**Set exercise**
Could you rewrite the listing below, substituting "yellow flower" for "white flower" and keeping everything else the same? Omit the pictures from your version.

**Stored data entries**
· · · · ·
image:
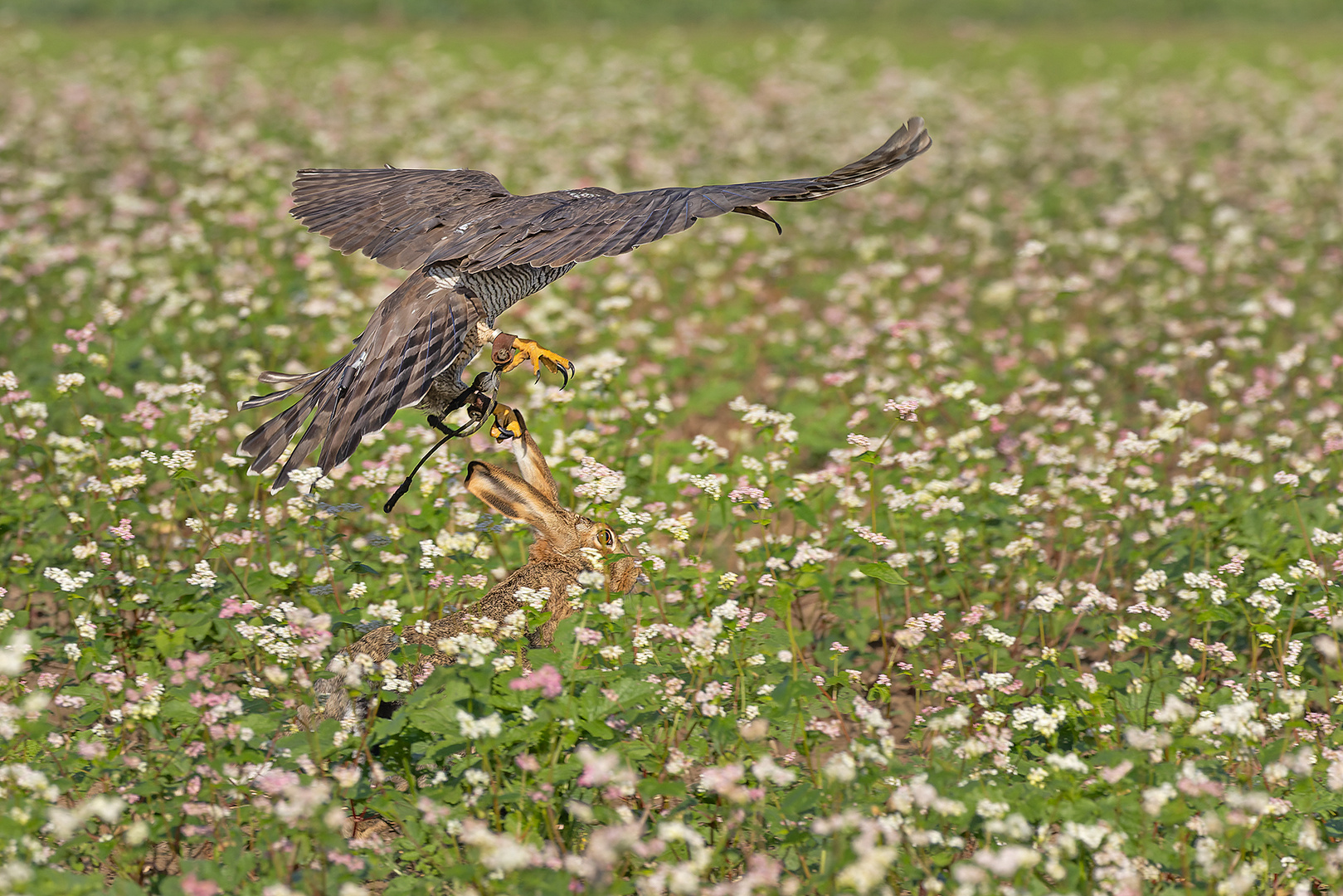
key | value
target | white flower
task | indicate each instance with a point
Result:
(203, 577)
(475, 728)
· · · · ·
**Response to this exercise**
image:
key | value
target | yellow flower
task | indicate each instance with a point
Result:
(203, 577)
(475, 728)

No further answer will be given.